## Aim
Reproduce the listing below without changes, except that pictures are left out.

— START OF Provided records —

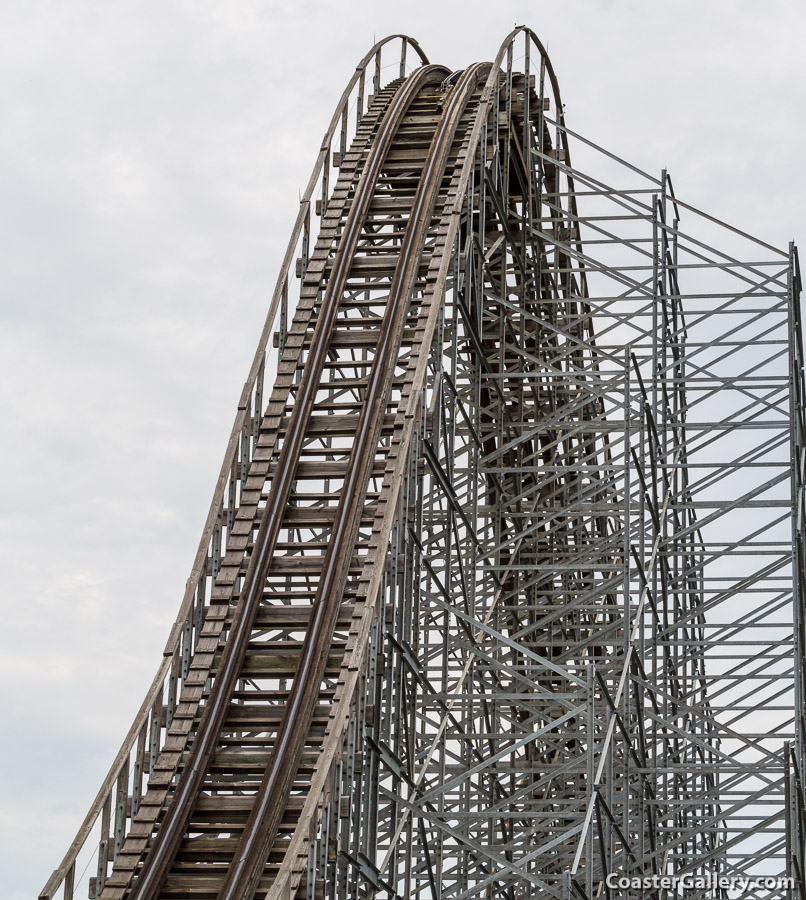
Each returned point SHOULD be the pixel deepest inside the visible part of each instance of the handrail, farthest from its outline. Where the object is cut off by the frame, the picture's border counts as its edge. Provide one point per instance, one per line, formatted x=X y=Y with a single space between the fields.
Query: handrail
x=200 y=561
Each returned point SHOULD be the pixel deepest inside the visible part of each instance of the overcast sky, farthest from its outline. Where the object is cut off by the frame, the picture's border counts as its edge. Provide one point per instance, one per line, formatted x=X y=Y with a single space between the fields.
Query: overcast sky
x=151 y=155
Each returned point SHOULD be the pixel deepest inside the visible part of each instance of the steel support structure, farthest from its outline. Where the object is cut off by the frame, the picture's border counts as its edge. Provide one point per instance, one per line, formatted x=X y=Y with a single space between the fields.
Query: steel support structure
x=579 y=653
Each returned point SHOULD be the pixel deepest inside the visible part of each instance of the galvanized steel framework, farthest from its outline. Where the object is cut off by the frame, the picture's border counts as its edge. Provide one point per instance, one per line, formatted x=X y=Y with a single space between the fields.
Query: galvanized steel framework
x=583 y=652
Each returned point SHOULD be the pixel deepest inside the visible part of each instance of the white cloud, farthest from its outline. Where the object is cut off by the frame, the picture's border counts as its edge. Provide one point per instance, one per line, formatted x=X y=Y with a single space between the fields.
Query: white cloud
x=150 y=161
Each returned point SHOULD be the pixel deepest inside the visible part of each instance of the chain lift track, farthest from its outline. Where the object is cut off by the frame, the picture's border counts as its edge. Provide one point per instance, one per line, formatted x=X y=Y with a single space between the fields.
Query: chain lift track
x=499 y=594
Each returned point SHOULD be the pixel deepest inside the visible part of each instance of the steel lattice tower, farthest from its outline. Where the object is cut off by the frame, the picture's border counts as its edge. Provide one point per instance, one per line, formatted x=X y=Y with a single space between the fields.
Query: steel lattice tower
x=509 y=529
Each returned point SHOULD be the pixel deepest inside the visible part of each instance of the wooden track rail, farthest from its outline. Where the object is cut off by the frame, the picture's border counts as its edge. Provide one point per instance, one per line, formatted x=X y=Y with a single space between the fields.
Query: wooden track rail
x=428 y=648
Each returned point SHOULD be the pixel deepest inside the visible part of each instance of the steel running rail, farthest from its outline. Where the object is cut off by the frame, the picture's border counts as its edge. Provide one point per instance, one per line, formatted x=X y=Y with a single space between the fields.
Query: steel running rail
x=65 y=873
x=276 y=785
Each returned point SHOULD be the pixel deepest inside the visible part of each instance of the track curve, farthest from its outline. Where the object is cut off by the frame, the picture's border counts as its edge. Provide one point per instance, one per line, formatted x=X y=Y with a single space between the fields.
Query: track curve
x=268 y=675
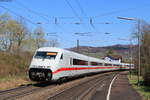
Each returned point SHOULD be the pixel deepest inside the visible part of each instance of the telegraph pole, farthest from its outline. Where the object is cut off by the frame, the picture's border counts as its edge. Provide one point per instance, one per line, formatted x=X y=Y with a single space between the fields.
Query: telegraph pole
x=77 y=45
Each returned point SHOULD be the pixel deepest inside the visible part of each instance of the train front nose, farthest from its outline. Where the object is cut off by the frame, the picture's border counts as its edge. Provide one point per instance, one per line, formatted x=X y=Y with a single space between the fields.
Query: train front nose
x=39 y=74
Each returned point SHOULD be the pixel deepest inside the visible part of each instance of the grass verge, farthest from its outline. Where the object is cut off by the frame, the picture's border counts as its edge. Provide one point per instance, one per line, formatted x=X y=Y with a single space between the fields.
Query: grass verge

— END OF Provided records —

## Correct response
Each returned point SHOULD be the pixel deepest inside the visible part of each instance of the handrail, farthest from its outline. Where the object is cut off by the frame, the picture's border counts as its edge. Provide one point per instance, one per line, formatted x=X y=Y with a single space between the fields.
Query: handrail
x=200 y=561
Each returned point SHOULD be the pixel deepest inside the visible part of each instance of the overcast sky, farthest from its outline. Where the object is cut off by the frame, the picture's border counts as its edge. Provide one point per instance, one per line, formatted x=X y=Y with a single space between the fields.
Query: overcast sky
x=151 y=155
Each returned point SHOULD be the pixel deepest inside the visible part of each instance of the steel support structure, farthest from its outline. Where the object is cut off by the frame, the picture's border counts as its edge. Provide one point per instance, one per line, formatted x=X y=Y with a single space between the fields.
Query: steel support structure
x=579 y=653
Each returned point SHOULD be the pixel deepest inside the visible part of each instance of the galvanized steel framework, farthest from its outline. Where the object is cut off by the frame, the picture's border counts as its edge. Provide one point per instance, one per line, formatted x=X y=Y with a single space between the fields.
Query: galvanized steel framework
x=583 y=652
Each returned point SHOULD be the pixel deepest inside the visible part of each instance of the white cloud, farthest from its outline. Where the object is cut off by the frame, the picture's border counts as its edge. Provide one point per instance, one per line, formatted x=X y=Y with a single space between the fields.
Query: white cloud
x=150 y=161
Each returned point SHOULD be the pixel deepest inside the visible part of each instance of the chain lift track, farthest from its outline. Where the object is cut off by the frame, the picture's border counts as its edge. Provide one point per instance, one per line, formatted x=X y=Y with a single space between the fields.
Query: chain lift track
x=499 y=594
Each returned point SHOULD be the pixel deepest inside the visible part of each instance of the steel lattice tower, farthest from its outline. Where the object is cut off by the frame, the picture's border counts as its edge. Provide one point per instance, one per line, formatted x=X y=Y with a single space between the fields.
Query: steel lattice tower
x=509 y=529
Each returned point SHOULD be the pixel deepest inside the visible part of each instance of the wooden track rail, farthest from its outline. Where the object is cut off by the frame, the picture's border counts as its edge. Provide one point per instance, one per line, formatted x=X y=Y with a single space between the fields.
Query: wooden track rail
x=428 y=648
Each returned point SHOULD be the pixel deepest inside the visible part of each instance of the steel running rail, farthest from its outline. Where the object is cut off by the frame, the picture's border counts as its edge. Provide one point per instance, one per line, formatted x=X y=Y with a single space between the fields.
Query: steel running rail
x=65 y=873
x=276 y=785
Each returned point SHOULD be the pixel deepest inside the visible part of each instance of the track curve, farthest from its outline. Where the object is cut off by the frame, the picture's border counts as its edge. Provide one point per instance, one per line, formatted x=X y=Y with a single space between the fields.
Query: track curve
x=268 y=675
Each returned point SHOULD be the pixel deepest inside the visible part of each instance of the telegraph pole, farthest from its outline. Where the object is cut off by the frame, the picture's border counts as its edge. Provide one point per instance, one per line, formatted x=X y=Y with a single space between the fields.
Query: telegraph pole
x=77 y=45
Each returned point SHOULD be the pixel deepest inside the visible part of each instance of the train front nose, farthest from its outline. Where the object is cut off by the frame, the picture's border counts as its edge. Provide one point per instance, one per line, formatted x=X y=Y with a single space between the fields.
Query: train front nose
x=39 y=74
Each returned point SHOULD be the pixel deepest inside the visible part of each instance of the grass verge, farthest from its outline. Where the object is cut off by the frame, the picture's border counts as its edge. Provide one point per instance, one per line, formatted x=X y=Y with a single space between the fields.
Query: grass verge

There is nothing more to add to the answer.